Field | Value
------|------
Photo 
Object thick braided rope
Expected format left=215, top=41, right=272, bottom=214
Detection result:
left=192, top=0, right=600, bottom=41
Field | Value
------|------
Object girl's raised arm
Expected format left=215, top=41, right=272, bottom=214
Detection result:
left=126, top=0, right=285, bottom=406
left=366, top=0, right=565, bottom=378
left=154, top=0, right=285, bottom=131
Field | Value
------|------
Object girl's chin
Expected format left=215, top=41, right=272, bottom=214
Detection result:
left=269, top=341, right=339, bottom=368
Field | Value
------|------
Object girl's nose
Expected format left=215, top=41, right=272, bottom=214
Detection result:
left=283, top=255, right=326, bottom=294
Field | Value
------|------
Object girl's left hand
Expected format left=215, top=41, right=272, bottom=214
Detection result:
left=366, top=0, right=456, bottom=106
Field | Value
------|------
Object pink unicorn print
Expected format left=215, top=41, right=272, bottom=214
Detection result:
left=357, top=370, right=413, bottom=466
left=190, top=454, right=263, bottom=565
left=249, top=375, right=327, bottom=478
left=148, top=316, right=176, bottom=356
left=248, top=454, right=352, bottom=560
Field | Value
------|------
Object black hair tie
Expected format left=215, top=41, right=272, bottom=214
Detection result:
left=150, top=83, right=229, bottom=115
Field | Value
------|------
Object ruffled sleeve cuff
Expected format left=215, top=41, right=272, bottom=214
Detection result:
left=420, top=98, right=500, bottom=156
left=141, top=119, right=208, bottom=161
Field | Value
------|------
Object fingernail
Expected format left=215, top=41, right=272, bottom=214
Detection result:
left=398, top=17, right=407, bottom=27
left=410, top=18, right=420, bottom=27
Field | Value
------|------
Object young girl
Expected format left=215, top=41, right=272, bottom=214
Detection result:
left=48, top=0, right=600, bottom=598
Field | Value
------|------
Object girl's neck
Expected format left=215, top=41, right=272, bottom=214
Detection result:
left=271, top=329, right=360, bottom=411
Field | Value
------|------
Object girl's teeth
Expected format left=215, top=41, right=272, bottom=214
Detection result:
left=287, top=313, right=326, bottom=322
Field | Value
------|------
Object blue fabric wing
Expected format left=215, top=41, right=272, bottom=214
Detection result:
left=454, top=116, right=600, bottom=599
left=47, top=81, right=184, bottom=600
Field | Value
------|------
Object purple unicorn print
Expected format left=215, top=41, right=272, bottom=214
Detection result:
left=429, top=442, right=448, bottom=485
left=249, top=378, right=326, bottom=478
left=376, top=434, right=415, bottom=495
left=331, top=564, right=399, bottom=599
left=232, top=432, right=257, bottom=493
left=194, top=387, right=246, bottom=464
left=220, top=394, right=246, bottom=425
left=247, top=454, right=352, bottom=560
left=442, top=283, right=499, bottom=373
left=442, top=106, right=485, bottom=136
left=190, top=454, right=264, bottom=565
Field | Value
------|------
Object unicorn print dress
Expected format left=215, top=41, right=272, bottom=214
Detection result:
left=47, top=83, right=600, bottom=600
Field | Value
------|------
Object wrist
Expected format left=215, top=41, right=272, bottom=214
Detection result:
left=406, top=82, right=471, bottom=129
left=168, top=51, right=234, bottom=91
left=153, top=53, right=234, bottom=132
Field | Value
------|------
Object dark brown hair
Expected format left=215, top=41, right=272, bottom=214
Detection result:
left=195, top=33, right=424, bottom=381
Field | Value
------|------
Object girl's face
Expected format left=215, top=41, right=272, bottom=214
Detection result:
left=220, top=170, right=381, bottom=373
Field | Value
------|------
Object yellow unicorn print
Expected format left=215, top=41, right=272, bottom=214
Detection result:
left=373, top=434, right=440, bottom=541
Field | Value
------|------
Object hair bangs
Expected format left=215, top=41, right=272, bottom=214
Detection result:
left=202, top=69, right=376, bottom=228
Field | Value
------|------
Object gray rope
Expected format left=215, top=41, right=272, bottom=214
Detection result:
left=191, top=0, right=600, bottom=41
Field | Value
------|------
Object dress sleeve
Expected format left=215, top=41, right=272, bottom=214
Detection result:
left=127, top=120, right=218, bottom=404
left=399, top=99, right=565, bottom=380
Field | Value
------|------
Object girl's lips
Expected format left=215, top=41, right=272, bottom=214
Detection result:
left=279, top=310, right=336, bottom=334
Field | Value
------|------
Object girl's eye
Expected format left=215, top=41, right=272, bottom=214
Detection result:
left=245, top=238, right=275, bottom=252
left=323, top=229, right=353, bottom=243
■ ■ ■ ■ ■ ■ ■
Retype the material above, character for character.

**ANSWER TO THE EXERCISE**:
Field | Value
------|------
Photo 
Object thick braided rope
Expected format left=215, top=41, right=272, bottom=214
Detection result:
left=192, top=0, right=600, bottom=41
Field | Value
------|------
Object girl's raised arm
Expected format left=215, top=41, right=272, bottom=214
Detection result:
left=126, top=0, right=285, bottom=406
left=366, top=0, right=565, bottom=378
left=154, top=0, right=285, bottom=131
Field | Value
------|------
Object girl's chin
Expected format left=215, top=41, right=272, bottom=214
Detection result:
left=269, top=341, right=339, bottom=368
Field | Value
------|------
Object girl's nose
Expected format left=215, top=41, right=272, bottom=214
Detection result:
left=283, top=255, right=326, bottom=294
Field | Value
------|------
Object girl's left hand
Expected format left=215, top=41, right=272, bottom=214
Detection result:
left=366, top=0, right=456, bottom=106
Field | Value
------|------
Object pink unicorn print
Expected format left=215, top=41, right=272, bottom=214
Detection result:
left=357, top=370, right=413, bottom=466
left=190, top=454, right=263, bottom=565
left=249, top=375, right=327, bottom=478
left=148, top=316, right=176, bottom=356
left=248, top=454, right=352, bottom=560
Field | Value
------|------
Object black hair tie
Expected format left=215, top=41, right=272, bottom=214
Detection result:
left=150, top=83, right=229, bottom=115
Field | Value
------|------
Object ruffled sleeve cuff
Expected format left=215, top=41, right=272, bottom=214
Detection result:
left=420, top=98, right=500, bottom=156
left=141, top=119, right=208, bottom=161
Field | Value
------|------
Object fingernail
Expected format left=215, top=41, right=272, bottom=214
Detection result:
left=398, top=17, right=407, bottom=27
left=410, top=18, right=420, bottom=27
Field | Value
------|------
Object young girl
Expected format left=215, top=41, right=272, bottom=214
Detection result:
left=48, top=0, right=600, bottom=598
Field | Value
------|------
Object girl's neck
Expected format left=215, top=41, right=272, bottom=214
Detection result:
left=271, top=329, right=360, bottom=411
Field | Value
------|------
Object girl's teeth
Expected format left=215, top=41, right=272, bottom=214
Detection result:
left=287, top=313, right=326, bottom=322
Field | Value
------|------
Object blue fabric wing
Expected format left=215, top=41, right=272, bottom=214
Detection result:
left=454, top=116, right=600, bottom=599
left=47, top=81, right=184, bottom=600
Field | Value
------|------
Object purple unicorn print
Expected format left=215, top=41, right=272, bottom=214
Detection result:
left=429, top=442, right=448, bottom=485
left=249, top=378, right=326, bottom=478
left=376, top=434, right=415, bottom=495
left=331, top=564, right=399, bottom=599
left=232, top=432, right=257, bottom=493
left=194, top=387, right=246, bottom=464
left=220, top=394, right=246, bottom=425
left=247, top=454, right=352, bottom=560
left=442, top=283, right=499, bottom=373
left=442, top=106, right=485, bottom=136
left=190, top=454, right=264, bottom=565
Field | Value
------|------
Object unicorn print dress
Expected format left=215, top=41, right=272, bottom=214
Detection result:
left=47, top=83, right=600, bottom=600
Field | Value
------|------
Object wrist
Expected format left=215, top=41, right=272, bottom=214
Detection result:
left=406, top=82, right=471, bottom=129
left=168, top=51, right=234, bottom=91
left=153, top=53, right=234, bottom=132
Field | Value
------|------
Object dark brown hair
Expected format left=215, top=41, right=272, bottom=214
Detection result:
left=195, top=33, right=424, bottom=381
Field | Value
------|------
Object girl's face
Expected format left=215, top=41, right=272, bottom=214
Detection result:
left=220, top=170, right=381, bottom=373
Field | Value
------|------
Object yellow unicorn print
Expected format left=215, top=41, right=272, bottom=214
Detection result:
left=373, top=434, right=440, bottom=541
Field | Value
------|------
Object hair bangs
Expected format left=215, top=41, right=272, bottom=214
Detection result:
left=202, top=69, right=376, bottom=228
Field | Value
------|------
Object gray rope
Expected format left=215, top=41, right=272, bottom=214
Detection result:
left=191, top=0, right=600, bottom=41
Field | Value
------|------
Object dress sleeve
Expected format left=215, top=41, right=272, bottom=214
Detection result:
left=127, top=120, right=218, bottom=404
left=399, top=99, right=565, bottom=380
Field | Value
------|------
Object girl's lips
Expected format left=215, top=41, right=272, bottom=214
Detection result:
left=279, top=310, right=336, bottom=334
Field | Value
------|------
Object girl's eye
Expected format left=215, top=41, right=272, bottom=214
Detection result:
left=245, top=238, right=275, bottom=252
left=323, top=229, right=353, bottom=243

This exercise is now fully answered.